▶ _What the task requires_
Show every line of the records below that contains the word "yellow".

▶ _Provided data_
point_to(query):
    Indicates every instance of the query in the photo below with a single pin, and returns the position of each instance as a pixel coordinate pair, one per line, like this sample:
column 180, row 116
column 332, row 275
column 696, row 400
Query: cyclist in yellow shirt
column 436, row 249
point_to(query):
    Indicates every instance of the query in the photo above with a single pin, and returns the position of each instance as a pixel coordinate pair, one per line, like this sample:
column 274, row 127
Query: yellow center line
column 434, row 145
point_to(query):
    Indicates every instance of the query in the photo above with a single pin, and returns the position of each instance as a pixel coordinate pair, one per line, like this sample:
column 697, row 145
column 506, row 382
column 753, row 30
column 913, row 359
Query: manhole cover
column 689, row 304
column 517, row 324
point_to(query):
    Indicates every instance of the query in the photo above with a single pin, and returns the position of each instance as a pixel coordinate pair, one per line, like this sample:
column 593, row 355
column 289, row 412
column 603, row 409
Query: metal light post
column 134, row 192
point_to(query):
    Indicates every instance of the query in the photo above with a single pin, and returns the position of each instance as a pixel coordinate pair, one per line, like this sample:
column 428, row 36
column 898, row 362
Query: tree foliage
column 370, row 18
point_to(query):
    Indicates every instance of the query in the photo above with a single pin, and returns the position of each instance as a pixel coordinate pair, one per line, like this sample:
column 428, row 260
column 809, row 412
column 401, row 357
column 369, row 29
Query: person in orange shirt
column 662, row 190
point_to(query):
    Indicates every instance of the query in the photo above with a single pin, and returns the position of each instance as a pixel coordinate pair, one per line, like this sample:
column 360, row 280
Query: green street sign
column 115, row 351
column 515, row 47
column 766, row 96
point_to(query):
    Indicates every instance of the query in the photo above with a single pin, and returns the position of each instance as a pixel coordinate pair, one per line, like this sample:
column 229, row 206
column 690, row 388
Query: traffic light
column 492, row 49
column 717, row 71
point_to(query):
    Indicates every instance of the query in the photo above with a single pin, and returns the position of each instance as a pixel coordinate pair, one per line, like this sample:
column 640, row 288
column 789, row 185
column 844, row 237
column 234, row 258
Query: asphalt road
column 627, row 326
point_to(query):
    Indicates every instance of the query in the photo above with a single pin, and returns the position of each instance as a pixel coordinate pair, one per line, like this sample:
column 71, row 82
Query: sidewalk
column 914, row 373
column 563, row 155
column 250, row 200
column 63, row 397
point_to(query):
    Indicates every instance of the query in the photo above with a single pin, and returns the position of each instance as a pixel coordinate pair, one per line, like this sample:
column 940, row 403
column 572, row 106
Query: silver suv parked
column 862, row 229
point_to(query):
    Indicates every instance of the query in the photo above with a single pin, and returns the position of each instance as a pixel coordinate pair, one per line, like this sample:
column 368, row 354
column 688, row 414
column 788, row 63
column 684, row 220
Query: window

▶ _Solution for this exercise_
Query: cyclist in yellow shirt
Query: yellow center line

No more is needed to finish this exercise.